Material for the task:
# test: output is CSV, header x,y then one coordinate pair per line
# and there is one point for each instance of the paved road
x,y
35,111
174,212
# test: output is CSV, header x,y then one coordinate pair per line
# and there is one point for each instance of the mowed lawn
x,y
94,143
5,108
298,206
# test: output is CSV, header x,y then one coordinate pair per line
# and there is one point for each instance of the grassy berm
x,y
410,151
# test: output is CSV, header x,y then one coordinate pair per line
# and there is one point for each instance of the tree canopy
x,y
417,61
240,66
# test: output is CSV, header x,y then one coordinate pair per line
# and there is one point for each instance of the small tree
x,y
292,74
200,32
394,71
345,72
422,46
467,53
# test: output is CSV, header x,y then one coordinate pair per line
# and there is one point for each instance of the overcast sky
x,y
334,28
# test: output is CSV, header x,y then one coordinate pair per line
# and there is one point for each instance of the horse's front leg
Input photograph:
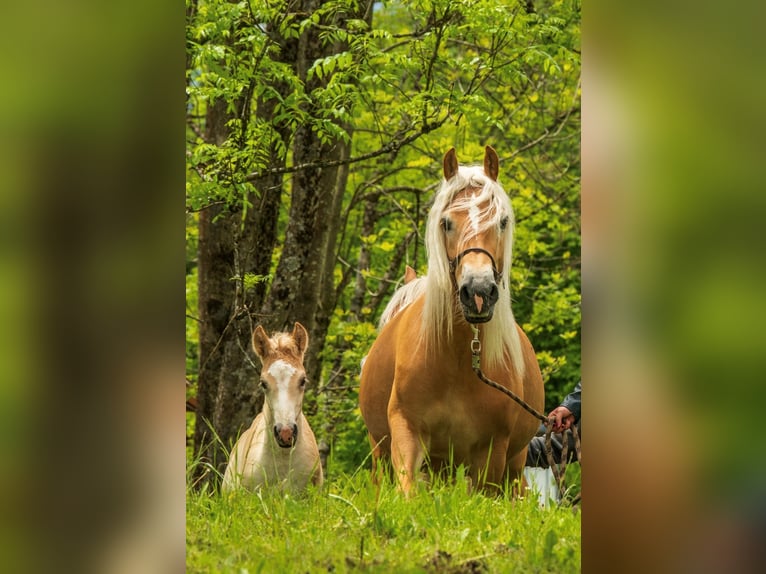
x,y
515,473
489,465
407,451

Prompt:
The material above must be printed exactly, with its pictures left out.

The answer:
# test: output is CSV, header x,y then one coordinate pair per line
# and there is one point for each instance of the paved road
x,y
35,111
174,212
# test: output is CSV, header x,y then one coordinate pair per line
# and there is one point for each instance of the mowed lawn
x,y
94,143
5,108
298,206
# test: output is CSV, header x,y then one coordinate pair per line
# and there is one point for each instance of the grassy berm
x,y
410,151
# test: output is CSV, header x,y then one coordinate pair per line
# and there is one point for each instance of the tree canopy
x,y
417,61
240,66
# test: output is CSV, header x,y then one coordinate pair per line
# and there is one point for each instance of the small tree
x,y
292,74
200,32
394,71
345,72
422,46
467,53
# test: output is CSV, header x,y then one coordinate pair per line
# and there is one point for each instance of the overcast sky
x,y
334,28
# test: output is CSV, header x,y then one coordinate pair per line
# and there is one point for each instance of the horse's front leg
Input photograph:
x,y
515,473
489,465
407,451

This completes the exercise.